Task statement: Rewrite everything in the data from the line containing "Return the polygon of every instance of the harvested" down to the line containing "97 20 L 108", replacing "harvested field" with "stubble field" and leaving all else unchanged.

Supplied data:
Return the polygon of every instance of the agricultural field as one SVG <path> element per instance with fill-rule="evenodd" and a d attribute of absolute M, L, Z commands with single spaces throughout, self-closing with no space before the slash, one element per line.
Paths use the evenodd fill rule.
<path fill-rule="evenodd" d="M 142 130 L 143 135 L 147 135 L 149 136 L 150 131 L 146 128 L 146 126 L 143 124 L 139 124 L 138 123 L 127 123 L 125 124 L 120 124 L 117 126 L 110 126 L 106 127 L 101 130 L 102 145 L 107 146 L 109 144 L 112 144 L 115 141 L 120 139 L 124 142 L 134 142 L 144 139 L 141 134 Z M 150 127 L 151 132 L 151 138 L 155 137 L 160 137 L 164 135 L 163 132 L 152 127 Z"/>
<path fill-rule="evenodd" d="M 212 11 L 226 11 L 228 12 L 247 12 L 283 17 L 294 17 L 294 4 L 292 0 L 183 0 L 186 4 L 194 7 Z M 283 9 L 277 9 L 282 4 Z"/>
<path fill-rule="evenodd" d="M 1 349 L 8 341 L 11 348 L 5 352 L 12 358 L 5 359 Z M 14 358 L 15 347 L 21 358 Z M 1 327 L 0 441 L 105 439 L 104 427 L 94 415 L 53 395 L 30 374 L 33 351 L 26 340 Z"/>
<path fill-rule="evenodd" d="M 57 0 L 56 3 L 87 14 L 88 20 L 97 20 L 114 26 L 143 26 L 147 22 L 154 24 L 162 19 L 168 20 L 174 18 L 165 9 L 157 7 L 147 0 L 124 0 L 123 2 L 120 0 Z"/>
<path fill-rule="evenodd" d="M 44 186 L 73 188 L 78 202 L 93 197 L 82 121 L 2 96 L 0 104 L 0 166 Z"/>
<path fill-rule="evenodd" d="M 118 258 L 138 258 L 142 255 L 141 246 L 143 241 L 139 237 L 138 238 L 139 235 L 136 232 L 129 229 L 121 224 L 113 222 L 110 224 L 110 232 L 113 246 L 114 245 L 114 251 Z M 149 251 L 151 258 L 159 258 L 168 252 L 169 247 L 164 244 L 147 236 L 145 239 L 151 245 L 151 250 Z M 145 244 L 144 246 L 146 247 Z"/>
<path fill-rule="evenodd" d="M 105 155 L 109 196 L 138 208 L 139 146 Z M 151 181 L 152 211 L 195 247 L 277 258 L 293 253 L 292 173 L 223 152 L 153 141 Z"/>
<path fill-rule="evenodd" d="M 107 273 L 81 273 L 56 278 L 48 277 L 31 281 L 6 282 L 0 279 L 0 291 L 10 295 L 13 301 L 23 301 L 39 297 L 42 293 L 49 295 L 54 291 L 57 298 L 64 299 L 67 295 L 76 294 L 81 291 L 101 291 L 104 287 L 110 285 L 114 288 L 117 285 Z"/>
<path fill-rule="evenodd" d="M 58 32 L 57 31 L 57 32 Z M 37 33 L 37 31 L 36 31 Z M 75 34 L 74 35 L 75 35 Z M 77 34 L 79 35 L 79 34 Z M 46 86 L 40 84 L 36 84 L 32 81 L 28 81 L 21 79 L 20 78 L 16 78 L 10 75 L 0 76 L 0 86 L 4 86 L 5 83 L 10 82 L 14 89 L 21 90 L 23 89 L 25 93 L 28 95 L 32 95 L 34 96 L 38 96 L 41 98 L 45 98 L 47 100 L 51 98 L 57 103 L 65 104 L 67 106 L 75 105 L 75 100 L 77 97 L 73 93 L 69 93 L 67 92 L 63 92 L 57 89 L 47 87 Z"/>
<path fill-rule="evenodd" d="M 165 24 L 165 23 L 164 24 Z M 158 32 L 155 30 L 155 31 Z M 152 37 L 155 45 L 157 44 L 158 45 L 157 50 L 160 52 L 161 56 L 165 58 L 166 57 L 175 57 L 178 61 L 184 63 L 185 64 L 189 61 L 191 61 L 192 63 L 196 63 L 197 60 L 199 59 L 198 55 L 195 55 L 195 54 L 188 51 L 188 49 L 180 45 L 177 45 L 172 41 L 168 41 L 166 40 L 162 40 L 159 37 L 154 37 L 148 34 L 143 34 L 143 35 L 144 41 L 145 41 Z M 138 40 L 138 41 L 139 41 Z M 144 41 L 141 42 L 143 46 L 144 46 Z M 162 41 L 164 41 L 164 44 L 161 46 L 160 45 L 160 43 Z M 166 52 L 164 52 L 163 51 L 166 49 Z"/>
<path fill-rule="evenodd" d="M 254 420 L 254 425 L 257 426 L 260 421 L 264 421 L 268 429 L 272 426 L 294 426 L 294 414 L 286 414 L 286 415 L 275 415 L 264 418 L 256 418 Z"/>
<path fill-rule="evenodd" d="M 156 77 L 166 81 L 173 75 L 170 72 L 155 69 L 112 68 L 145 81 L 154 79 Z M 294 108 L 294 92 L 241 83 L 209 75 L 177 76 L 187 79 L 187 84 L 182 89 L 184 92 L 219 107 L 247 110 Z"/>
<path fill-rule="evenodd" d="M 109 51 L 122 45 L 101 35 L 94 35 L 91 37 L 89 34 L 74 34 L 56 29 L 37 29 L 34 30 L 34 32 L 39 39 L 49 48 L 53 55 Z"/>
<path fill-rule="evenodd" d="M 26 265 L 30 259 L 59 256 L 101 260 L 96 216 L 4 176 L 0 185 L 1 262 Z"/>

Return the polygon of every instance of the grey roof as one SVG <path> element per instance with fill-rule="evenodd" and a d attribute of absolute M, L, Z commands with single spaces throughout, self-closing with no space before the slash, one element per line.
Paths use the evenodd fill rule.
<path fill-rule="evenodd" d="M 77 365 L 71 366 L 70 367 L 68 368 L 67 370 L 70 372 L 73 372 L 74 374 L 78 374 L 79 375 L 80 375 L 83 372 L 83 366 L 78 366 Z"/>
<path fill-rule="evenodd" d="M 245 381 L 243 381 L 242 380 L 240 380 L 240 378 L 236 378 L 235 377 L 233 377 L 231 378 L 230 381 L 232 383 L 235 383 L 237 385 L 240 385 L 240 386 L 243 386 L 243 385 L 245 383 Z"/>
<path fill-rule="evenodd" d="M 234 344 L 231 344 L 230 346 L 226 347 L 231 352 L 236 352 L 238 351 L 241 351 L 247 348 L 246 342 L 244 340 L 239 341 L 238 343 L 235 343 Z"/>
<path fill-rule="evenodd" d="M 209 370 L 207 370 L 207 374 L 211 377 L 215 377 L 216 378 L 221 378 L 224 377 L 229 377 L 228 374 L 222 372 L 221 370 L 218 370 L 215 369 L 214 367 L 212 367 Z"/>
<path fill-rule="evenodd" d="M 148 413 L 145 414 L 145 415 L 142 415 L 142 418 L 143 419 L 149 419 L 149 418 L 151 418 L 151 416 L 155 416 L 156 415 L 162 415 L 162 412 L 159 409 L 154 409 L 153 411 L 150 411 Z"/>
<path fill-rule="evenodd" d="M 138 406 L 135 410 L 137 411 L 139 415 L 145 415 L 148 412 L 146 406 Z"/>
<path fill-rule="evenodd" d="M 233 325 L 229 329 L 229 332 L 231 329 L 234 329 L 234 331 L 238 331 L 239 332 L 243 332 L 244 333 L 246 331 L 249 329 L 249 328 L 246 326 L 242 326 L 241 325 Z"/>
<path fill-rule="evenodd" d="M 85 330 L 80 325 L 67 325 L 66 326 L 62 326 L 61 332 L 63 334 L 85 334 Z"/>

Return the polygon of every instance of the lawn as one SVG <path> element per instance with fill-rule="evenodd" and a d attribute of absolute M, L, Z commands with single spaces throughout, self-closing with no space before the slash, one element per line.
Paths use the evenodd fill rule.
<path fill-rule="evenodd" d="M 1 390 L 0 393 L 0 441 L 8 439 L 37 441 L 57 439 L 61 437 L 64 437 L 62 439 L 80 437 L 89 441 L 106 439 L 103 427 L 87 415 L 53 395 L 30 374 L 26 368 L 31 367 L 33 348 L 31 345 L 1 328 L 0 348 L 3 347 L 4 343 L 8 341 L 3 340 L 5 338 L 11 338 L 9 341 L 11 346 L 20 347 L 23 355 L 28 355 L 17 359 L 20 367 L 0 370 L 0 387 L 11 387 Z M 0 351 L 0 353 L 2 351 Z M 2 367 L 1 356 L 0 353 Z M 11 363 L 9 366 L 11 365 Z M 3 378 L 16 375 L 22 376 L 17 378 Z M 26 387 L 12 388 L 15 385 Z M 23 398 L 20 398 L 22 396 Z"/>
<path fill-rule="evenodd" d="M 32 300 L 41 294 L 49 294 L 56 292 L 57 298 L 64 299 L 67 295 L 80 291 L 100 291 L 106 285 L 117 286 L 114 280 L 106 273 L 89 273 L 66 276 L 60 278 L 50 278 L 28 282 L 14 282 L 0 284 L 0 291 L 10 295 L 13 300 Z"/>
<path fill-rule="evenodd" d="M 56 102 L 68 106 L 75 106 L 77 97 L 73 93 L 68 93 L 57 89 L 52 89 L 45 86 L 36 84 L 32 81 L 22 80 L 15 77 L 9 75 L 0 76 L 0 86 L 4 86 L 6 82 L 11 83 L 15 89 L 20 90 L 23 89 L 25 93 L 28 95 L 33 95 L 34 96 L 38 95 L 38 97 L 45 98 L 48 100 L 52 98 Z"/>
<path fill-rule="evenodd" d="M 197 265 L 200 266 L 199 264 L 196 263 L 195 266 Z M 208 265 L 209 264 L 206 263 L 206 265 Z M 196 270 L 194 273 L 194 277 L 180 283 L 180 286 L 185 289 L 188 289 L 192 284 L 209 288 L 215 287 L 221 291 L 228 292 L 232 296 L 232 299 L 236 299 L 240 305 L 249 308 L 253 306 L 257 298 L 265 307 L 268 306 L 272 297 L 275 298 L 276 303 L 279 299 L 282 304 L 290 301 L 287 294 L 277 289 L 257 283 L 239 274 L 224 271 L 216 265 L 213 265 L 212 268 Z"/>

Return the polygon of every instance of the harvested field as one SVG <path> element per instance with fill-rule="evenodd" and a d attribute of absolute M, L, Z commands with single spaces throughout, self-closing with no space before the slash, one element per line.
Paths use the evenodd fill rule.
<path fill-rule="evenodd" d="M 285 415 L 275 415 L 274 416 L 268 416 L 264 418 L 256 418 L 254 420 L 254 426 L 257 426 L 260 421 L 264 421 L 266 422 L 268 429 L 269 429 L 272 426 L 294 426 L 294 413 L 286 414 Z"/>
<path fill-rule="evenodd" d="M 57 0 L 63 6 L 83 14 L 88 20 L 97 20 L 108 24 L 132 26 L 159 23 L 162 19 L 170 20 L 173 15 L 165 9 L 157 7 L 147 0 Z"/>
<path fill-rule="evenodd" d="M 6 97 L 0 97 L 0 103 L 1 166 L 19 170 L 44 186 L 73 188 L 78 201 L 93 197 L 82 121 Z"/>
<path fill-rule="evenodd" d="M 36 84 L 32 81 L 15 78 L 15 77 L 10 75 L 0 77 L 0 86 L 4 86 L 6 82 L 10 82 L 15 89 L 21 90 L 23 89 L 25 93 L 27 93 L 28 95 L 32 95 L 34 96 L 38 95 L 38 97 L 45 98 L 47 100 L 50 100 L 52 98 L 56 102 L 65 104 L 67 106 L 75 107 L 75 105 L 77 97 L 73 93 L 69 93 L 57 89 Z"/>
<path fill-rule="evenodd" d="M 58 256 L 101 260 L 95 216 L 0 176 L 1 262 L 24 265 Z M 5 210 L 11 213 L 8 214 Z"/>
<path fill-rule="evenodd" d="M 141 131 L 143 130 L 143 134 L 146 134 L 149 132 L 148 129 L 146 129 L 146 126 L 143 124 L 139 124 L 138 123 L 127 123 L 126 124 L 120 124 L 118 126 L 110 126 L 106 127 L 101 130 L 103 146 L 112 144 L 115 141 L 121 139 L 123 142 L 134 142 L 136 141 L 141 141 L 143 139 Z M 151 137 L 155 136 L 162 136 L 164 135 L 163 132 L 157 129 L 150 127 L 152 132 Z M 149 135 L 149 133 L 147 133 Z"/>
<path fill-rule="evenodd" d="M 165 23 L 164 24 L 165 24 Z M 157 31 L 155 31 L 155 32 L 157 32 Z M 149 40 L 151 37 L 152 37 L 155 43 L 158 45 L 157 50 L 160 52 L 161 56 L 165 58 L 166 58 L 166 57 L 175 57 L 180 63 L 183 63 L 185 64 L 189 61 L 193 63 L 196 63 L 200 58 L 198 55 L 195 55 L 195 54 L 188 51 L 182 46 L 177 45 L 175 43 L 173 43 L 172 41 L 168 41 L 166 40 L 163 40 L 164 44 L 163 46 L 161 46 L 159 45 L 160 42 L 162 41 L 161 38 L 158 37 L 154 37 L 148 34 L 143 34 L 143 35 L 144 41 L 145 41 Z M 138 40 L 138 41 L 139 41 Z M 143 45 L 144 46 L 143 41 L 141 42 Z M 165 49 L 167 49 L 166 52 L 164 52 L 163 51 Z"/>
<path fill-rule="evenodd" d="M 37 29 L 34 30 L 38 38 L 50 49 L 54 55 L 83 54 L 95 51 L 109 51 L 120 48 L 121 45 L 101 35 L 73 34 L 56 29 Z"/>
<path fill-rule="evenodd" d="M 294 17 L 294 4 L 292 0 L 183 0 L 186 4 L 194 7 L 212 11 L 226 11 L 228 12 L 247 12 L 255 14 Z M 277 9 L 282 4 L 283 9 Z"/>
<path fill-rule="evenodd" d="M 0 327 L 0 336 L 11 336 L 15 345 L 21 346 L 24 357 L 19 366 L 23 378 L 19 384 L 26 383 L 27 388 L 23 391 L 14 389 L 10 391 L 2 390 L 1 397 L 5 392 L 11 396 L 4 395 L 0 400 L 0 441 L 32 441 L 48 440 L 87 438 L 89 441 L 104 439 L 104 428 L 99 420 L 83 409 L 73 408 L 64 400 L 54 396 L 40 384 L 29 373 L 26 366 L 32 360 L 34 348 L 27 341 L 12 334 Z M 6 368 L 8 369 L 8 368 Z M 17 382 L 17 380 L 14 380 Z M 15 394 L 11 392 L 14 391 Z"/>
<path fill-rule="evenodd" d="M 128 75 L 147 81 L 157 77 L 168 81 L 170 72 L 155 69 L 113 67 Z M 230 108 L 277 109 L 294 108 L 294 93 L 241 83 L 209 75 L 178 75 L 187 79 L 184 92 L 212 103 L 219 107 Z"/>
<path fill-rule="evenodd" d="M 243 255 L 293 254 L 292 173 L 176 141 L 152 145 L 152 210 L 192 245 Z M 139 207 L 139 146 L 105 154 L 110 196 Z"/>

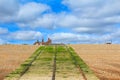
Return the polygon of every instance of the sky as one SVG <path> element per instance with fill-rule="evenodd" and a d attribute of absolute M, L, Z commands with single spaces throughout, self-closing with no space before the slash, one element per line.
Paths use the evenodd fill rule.
<path fill-rule="evenodd" d="M 120 43 L 120 0 L 0 0 L 0 44 Z"/>

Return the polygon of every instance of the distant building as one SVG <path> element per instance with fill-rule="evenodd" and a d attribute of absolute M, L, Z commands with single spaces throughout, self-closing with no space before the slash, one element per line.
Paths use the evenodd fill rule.
<path fill-rule="evenodd" d="M 34 45 L 50 45 L 52 44 L 52 40 L 50 38 L 48 38 L 48 40 L 46 42 L 44 42 L 44 39 L 42 39 L 42 42 L 40 42 L 39 40 L 37 40 Z"/>

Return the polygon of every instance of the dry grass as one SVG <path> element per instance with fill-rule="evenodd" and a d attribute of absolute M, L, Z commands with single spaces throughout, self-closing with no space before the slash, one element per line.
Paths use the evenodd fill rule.
<path fill-rule="evenodd" d="M 120 80 L 120 45 L 71 45 L 100 80 Z"/>
<path fill-rule="evenodd" d="M 31 45 L 0 45 L 0 80 L 19 67 L 37 48 Z"/>

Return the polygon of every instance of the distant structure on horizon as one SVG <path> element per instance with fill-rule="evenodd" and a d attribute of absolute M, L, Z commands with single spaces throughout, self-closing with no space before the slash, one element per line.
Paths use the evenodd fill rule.
<path fill-rule="evenodd" d="M 42 42 L 40 42 L 39 40 L 37 40 L 34 45 L 50 45 L 52 44 L 52 40 L 50 38 L 48 38 L 47 42 L 44 42 L 44 39 L 42 39 Z"/>

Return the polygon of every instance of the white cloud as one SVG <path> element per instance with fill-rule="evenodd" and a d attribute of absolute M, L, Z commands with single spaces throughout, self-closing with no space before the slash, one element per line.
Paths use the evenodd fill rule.
<path fill-rule="evenodd" d="M 90 42 L 91 37 L 88 35 L 81 35 L 81 34 L 74 34 L 74 33 L 54 33 L 52 35 L 49 35 L 50 38 L 55 43 L 81 43 L 81 42 Z"/>
<path fill-rule="evenodd" d="M 49 11 L 50 7 L 35 2 L 29 2 L 27 4 L 21 5 L 20 10 L 17 15 L 18 22 L 32 22 L 37 19 L 43 12 Z"/>
<path fill-rule="evenodd" d="M 8 29 L 0 27 L 0 34 L 8 33 Z"/>
<path fill-rule="evenodd" d="M 53 29 L 54 24 L 56 21 L 56 16 L 53 14 L 45 14 L 43 16 L 38 17 L 34 21 L 30 21 L 28 23 L 19 23 L 18 25 L 21 27 L 27 27 L 29 26 L 30 28 L 47 28 L 47 29 Z"/>
<path fill-rule="evenodd" d="M 41 32 L 37 31 L 17 31 L 10 33 L 8 35 L 8 39 L 14 39 L 14 40 L 36 40 L 42 37 Z"/>
<path fill-rule="evenodd" d="M 0 45 L 1 45 L 1 44 L 4 44 L 4 43 L 5 43 L 5 41 L 2 40 L 2 39 L 0 39 Z"/>
<path fill-rule="evenodd" d="M 19 10 L 18 0 L 0 0 L 0 22 L 9 22 Z"/>

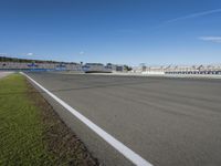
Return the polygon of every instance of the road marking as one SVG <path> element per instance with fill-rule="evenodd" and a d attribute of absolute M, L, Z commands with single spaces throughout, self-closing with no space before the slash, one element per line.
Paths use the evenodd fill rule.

Task answer:
Return the polygon of every instance of the stubble field as one SVG <path> element per instance with fill-rule="evenodd" and a d attribute of absolute M, L, Z commands with single spaces throughout, self-closing with no space before the slash, one element per line.
Paths use the evenodd fill rule.
<path fill-rule="evenodd" d="M 285 415 L 275 415 L 274 416 L 268 416 L 264 418 L 256 418 L 254 420 L 254 426 L 257 426 L 260 421 L 264 421 L 266 422 L 268 429 L 269 429 L 272 426 L 294 426 L 294 413 L 286 414 Z"/>
<path fill-rule="evenodd" d="M 57 0 L 63 6 L 83 14 L 88 20 L 97 20 L 108 24 L 132 26 L 159 23 L 162 19 L 170 20 L 173 15 L 165 9 L 157 7 L 147 0 Z"/>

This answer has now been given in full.